──────── Exercise data
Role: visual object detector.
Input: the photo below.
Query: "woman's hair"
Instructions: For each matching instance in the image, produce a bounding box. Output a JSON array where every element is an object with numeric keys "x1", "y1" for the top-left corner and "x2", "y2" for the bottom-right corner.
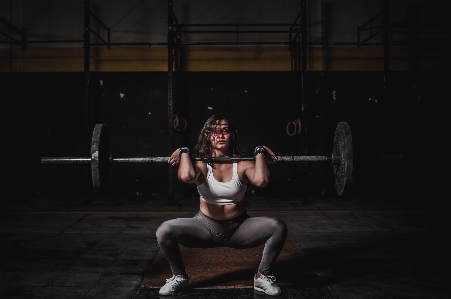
[{"x1": 194, "y1": 114, "x2": 245, "y2": 165}]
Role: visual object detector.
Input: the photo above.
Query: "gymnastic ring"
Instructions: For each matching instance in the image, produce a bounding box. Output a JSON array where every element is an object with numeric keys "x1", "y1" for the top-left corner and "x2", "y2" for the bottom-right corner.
[
  {"x1": 172, "y1": 115, "x2": 179, "y2": 130},
  {"x1": 175, "y1": 117, "x2": 187, "y2": 132},
  {"x1": 296, "y1": 119, "x2": 301, "y2": 134},
  {"x1": 286, "y1": 121, "x2": 297, "y2": 136}
]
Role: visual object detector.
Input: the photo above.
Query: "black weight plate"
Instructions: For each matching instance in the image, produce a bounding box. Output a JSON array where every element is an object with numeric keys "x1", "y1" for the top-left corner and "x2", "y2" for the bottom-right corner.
[
  {"x1": 333, "y1": 122, "x2": 353, "y2": 196},
  {"x1": 91, "y1": 124, "x2": 111, "y2": 191}
]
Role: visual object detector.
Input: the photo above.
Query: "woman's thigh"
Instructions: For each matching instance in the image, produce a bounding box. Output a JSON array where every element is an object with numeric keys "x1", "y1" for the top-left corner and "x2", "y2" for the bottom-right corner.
[
  {"x1": 157, "y1": 217, "x2": 216, "y2": 248},
  {"x1": 226, "y1": 216, "x2": 285, "y2": 248}
]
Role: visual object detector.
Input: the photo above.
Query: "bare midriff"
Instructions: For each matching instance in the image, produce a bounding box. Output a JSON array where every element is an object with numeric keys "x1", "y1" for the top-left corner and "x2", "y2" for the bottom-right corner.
[{"x1": 199, "y1": 199, "x2": 246, "y2": 220}]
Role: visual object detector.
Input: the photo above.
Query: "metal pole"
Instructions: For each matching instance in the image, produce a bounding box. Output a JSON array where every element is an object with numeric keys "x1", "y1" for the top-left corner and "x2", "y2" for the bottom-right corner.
[
  {"x1": 167, "y1": 0, "x2": 175, "y2": 205},
  {"x1": 83, "y1": 0, "x2": 92, "y2": 197},
  {"x1": 301, "y1": 0, "x2": 308, "y2": 72},
  {"x1": 300, "y1": 0, "x2": 309, "y2": 203},
  {"x1": 383, "y1": 0, "x2": 390, "y2": 89}
]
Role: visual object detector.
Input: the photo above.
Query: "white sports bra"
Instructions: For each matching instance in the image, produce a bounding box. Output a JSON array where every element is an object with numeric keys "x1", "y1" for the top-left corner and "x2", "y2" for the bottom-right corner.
[{"x1": 197, "y1": 163, "x2": 247, "y2": 205}]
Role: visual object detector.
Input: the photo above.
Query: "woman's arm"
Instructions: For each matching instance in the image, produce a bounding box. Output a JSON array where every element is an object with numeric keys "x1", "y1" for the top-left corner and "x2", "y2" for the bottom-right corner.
[
  {"x1": 244, "y1": 146, "x2": 277, "y2": 187},
  {"x1": 168, "y1": 148, "x2": 201, "y2": 183}
]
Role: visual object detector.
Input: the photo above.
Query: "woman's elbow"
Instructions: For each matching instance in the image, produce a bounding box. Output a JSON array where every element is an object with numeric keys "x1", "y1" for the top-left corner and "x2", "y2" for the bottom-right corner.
[
  {"x1": 179, "y1": 171, "x2": 197, "y2": 183},
  {"x1": 178, "y1": 173, "x2": 192, "y2": 183},
  {"x1": 253, "y1": 177, "x2": 269, "y2": 187}
]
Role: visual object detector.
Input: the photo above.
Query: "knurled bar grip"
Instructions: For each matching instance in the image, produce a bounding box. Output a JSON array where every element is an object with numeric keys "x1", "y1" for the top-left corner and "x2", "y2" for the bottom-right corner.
[
  {"x1": 114, "y1": 156, "x2": 339, "y2": 163},
  {"x1": 41, "y1": 155, "x2": 339, "y2": 164}
]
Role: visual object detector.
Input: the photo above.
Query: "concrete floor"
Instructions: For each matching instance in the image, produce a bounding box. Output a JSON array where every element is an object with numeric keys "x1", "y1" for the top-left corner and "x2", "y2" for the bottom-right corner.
[{"x1": 1, "y1": 194, "x2": 449, "y2": 299}]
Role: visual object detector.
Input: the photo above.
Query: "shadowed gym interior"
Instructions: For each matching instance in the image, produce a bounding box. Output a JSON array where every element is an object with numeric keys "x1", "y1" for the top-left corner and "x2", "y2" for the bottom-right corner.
[{"x1": 1, "y1": 1, "x2": 450, "y2": 298}]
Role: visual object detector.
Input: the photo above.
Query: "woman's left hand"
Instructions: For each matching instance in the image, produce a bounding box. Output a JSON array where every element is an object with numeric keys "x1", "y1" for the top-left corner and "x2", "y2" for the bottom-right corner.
[{"x1": 263, "y1": 146, "x2": 278, "y2": 164}]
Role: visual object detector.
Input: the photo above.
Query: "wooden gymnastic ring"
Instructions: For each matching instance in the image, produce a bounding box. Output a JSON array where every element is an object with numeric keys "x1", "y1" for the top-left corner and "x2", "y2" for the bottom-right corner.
[
  {"x1": 175, "y1": 117, "x2": 187, "y2": 132},
  {"x1": 286, "y1": 121, "x2": 297, "y2": 136},
  {"x1": 172, "y1": 115, "x2": 179, "y2": 130},
  {"x1": 296, "y1": 119, "x2": 301, "y2": 134}
]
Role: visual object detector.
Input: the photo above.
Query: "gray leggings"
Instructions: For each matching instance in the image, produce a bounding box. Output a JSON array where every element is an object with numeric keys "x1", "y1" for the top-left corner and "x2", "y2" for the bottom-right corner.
[{"x1": 156, "y1": 210, "x2": 288, "y2": 276}]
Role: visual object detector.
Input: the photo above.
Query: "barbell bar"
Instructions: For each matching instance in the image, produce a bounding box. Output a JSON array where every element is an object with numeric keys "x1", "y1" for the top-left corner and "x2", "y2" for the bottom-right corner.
[
  {"x1": 41, "y1": 122, "x2": 353, "y2": 196},
  {"x1": 41, "y1": 155, "x2": 338, "y2": 163}
]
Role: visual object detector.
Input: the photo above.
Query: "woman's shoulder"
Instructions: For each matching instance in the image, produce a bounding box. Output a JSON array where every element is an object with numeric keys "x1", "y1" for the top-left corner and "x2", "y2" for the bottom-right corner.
[
  {"x1": 194, "y1": 161, "x2": 208, "y2": 185},
  {"x1": 237, "y1": 160, "x2": 255, "y2": 171},
  {"x1": 194, "y1": 160, "x2": 208, "y2": 169}
]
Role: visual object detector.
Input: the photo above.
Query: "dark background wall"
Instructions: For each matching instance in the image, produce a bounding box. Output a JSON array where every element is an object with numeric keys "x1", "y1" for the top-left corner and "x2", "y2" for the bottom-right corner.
[
  {"x1": 2, "y1": 70, "x2": 449, "y2": 203},
  {"x1": 2, "y1": 0, "x2": 451, "y2": 72},
  {"x1": 1, "y1": 0, "x2": 450, "y2": 204},
  {"x1": 2, "y1": 1, "x2": 449, "y2": 50}
]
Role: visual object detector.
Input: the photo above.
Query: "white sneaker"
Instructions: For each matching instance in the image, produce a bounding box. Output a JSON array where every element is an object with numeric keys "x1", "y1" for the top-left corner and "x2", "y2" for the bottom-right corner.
[
  {"x1": 254, "y1": 274, "x2": 281, "y2": 296},
  {"x1": 159, "y1": 274, "x2": 189, "y2": 295}
]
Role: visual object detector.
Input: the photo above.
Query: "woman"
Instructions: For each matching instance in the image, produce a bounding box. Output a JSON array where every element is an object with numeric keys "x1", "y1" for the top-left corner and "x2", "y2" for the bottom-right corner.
[{"x1": 156, "y1": 114, "x2": 288, "y2": 296}]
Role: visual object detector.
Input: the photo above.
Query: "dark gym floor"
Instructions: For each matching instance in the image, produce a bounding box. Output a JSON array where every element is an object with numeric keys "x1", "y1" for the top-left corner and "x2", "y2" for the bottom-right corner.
[{"x1": 1, "y1": 193, "x2": 449, "y2": 299}]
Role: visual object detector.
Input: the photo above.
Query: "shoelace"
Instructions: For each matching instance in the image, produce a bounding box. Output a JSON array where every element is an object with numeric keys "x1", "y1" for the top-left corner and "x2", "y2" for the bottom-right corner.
[
  {"x1": 166, "y1": 275, "x2": 185, "y2": 285},
  {"x1": 260, "y1": 275, "x2": 277, "y2": 284}
]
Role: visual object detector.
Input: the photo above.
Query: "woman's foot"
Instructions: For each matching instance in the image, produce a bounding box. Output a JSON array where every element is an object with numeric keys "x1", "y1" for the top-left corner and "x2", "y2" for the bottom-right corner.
[
  {"x1": 159, "y1": 274, "x2": 189, "y2": 295},
  {"x1": 254, "y1": 273, "x2": 281, "y2": 296}
]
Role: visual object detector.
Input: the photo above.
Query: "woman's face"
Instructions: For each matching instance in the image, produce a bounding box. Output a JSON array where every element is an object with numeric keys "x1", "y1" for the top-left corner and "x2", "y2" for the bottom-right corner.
[{"x1": 209, "y1": 119, "x2": 232, "y2": 152}]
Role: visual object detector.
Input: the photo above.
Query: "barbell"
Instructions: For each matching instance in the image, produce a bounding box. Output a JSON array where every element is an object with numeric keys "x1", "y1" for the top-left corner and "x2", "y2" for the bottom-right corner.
[{"x1": 41, "y1": 122, "x2": 353, "y2": 196}]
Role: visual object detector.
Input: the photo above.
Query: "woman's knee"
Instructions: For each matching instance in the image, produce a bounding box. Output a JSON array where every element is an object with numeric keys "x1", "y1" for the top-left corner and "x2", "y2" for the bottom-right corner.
[
  {"x1": 269, "y1": 217, "x2": 288, "y2": 235},
  {"x1": 156, "y1": 221, "x2": 175, "y2": 241}
]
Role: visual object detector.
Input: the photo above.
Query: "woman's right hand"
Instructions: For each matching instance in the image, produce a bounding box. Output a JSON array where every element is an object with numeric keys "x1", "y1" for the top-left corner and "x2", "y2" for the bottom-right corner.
[{"x1": 168, "y1": 149, "x2": 181, "y2": 166}]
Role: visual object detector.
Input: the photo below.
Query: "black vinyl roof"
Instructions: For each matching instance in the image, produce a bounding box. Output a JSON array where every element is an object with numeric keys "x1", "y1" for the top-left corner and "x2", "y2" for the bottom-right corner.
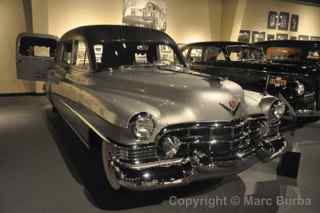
────────────────
What you should do:
Filter the entries above and copy only the lines that hold "ring".

Response to this task:
Query: "gymnastic ring"
Query: "wooden gymnastic ring"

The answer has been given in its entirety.